-- EXERCISE OBJECTIVE --
Output each entry below as it stands, leaving out every picture.

-- EXTRACTED RECORDS --
• • • •
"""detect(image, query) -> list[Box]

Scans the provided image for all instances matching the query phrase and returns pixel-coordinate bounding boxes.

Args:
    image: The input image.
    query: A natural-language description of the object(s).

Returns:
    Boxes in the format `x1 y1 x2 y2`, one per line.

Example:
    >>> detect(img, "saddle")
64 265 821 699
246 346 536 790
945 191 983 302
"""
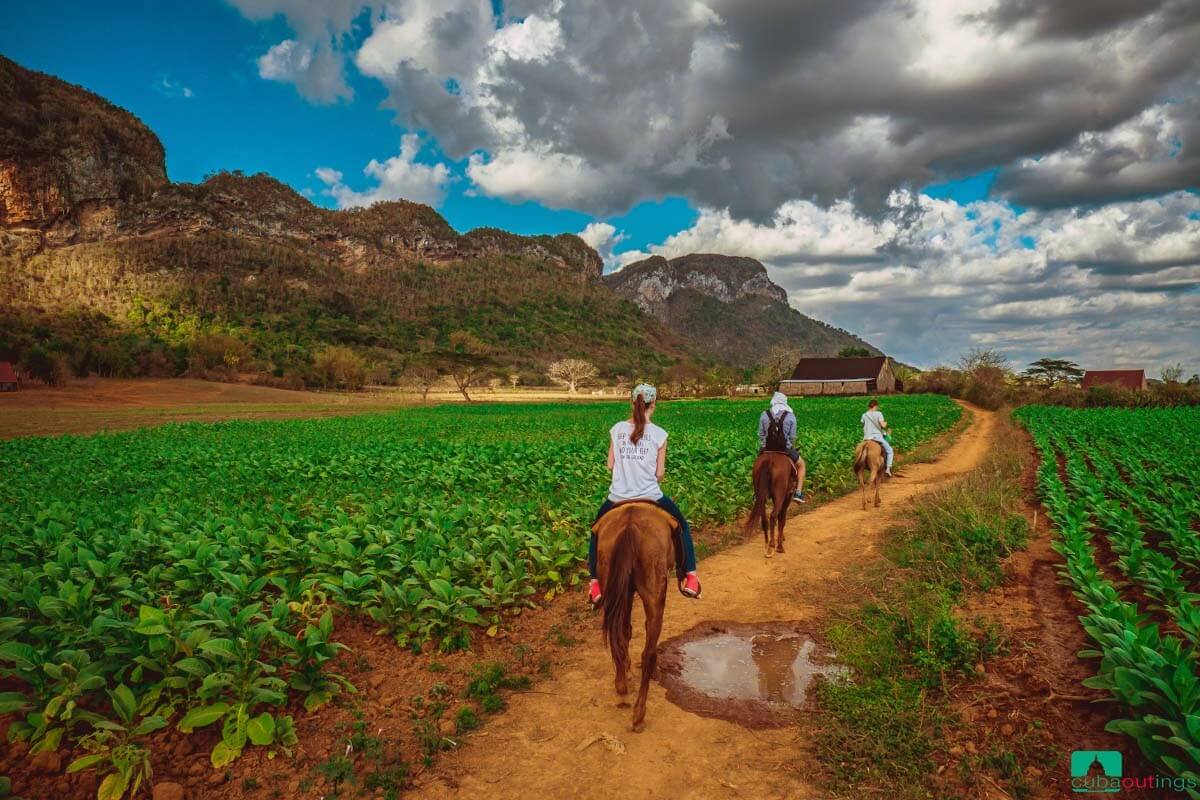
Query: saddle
593 501 689 589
• • • •
-- SOLVED EXERCISE --
"""detect(image, query) -> list[Box]

Scans the provided image for all instances matching the query phrase and returns pixel-coordinate bounding boxes.

Args:
    image: The input image.
    query: A natural-language description of the object(s).

Returns:
    Boxes in the format `x1 y1 x2 y2`, one per line.

Example:
    >>> detect(img, "saddle")
64 265 821 699
246 346 536 790
945 191 983 302
"""
Query: saddle
593 501 689 589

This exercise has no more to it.